### Aim
Reproduce everything in the items from the line containing "Task: Indicate the tall" down to the end, requests included, and shift every coordinate in the answer points up by 70.

++++ Material to process ++++

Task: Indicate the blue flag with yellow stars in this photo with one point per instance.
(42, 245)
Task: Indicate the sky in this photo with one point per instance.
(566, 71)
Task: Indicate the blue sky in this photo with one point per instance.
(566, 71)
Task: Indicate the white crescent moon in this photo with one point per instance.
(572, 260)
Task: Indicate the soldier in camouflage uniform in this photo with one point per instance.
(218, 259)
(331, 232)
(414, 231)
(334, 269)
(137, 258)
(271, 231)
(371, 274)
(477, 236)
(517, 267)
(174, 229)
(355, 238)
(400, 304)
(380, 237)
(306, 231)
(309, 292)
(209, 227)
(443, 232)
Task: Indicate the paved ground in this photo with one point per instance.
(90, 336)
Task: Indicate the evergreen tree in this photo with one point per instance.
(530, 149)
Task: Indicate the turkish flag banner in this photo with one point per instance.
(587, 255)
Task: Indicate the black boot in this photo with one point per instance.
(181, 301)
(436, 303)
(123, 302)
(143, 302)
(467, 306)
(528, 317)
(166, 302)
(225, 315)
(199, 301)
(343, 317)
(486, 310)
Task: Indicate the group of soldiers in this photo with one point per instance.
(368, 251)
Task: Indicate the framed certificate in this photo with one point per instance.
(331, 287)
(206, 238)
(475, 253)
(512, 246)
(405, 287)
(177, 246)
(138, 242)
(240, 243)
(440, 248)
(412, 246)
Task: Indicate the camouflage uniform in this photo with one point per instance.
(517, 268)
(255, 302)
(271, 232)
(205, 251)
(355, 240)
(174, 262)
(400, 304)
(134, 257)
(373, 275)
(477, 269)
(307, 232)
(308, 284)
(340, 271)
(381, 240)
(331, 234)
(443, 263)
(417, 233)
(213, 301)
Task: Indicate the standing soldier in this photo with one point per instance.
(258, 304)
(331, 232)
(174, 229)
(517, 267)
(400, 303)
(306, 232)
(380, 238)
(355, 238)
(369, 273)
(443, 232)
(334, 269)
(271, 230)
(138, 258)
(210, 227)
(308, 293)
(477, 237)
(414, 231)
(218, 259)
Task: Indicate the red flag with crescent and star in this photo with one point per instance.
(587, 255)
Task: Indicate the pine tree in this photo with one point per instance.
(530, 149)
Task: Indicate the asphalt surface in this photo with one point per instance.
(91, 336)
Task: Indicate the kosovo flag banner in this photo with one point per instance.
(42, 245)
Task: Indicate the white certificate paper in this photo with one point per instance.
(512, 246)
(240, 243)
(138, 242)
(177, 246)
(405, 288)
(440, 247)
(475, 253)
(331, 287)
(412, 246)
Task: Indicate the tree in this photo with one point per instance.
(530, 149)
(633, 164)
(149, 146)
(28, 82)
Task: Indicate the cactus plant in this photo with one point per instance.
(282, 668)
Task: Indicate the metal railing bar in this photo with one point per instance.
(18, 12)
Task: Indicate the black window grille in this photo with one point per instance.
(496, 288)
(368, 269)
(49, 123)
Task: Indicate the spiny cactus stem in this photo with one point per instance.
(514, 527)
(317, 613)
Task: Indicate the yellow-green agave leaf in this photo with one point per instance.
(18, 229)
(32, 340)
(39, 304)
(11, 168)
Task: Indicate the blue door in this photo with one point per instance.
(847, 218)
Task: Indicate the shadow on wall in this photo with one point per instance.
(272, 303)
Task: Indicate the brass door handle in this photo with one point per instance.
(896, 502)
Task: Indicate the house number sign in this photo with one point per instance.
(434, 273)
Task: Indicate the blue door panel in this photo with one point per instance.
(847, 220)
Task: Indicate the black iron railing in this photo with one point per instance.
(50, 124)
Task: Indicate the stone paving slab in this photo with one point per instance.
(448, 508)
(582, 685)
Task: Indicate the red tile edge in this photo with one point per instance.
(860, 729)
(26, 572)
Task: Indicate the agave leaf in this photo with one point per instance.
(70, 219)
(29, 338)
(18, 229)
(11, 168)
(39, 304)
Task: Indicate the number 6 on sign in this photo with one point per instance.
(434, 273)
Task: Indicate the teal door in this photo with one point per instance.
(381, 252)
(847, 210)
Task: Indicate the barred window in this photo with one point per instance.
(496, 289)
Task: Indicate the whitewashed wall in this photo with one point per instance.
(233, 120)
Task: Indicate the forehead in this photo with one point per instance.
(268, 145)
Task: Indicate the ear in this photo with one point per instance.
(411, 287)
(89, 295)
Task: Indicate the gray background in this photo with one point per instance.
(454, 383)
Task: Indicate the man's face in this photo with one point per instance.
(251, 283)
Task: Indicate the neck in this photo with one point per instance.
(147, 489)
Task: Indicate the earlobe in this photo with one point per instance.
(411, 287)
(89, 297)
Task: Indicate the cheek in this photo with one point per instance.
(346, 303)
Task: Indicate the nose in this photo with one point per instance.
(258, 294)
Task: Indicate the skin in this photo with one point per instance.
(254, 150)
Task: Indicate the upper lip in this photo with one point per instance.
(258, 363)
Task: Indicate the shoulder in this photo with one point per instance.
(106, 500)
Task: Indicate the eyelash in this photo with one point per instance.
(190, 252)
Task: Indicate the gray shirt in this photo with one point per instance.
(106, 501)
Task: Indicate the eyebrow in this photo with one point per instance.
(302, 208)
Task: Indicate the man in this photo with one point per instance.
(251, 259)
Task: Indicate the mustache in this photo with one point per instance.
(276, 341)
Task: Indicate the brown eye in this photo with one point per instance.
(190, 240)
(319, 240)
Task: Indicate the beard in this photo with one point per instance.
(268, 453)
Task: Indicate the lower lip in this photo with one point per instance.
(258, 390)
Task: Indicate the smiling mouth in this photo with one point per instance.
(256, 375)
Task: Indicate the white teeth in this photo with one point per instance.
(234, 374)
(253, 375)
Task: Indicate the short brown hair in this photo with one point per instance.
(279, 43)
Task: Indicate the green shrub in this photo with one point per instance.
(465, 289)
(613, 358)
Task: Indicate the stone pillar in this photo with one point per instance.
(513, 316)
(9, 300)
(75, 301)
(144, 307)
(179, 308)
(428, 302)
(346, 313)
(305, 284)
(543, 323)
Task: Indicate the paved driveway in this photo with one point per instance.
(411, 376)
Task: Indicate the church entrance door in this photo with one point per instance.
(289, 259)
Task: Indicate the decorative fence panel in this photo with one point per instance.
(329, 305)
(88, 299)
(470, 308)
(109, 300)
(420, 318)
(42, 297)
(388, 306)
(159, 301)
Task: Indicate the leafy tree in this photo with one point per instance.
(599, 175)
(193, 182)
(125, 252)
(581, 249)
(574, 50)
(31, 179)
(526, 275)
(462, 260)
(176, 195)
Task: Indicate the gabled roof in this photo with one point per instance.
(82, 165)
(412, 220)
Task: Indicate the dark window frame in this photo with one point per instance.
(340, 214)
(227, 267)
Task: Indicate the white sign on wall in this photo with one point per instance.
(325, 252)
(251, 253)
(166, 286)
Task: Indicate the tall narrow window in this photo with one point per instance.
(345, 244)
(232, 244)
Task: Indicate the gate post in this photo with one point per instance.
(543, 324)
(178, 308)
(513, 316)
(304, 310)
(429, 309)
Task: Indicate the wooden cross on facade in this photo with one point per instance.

++++

### Task answer
Task: Indicate the tall narrow window in this photo with one point per instance.
(415, 314)
(302, 314)
Task: Indicate the gate post in this photo with one point per instance.
(613, 394)
(248, 378)
(583, 386)
(374, 380)
(499, 379)
Task: Indicate the wooden cross on facade in this photo with one point per instance.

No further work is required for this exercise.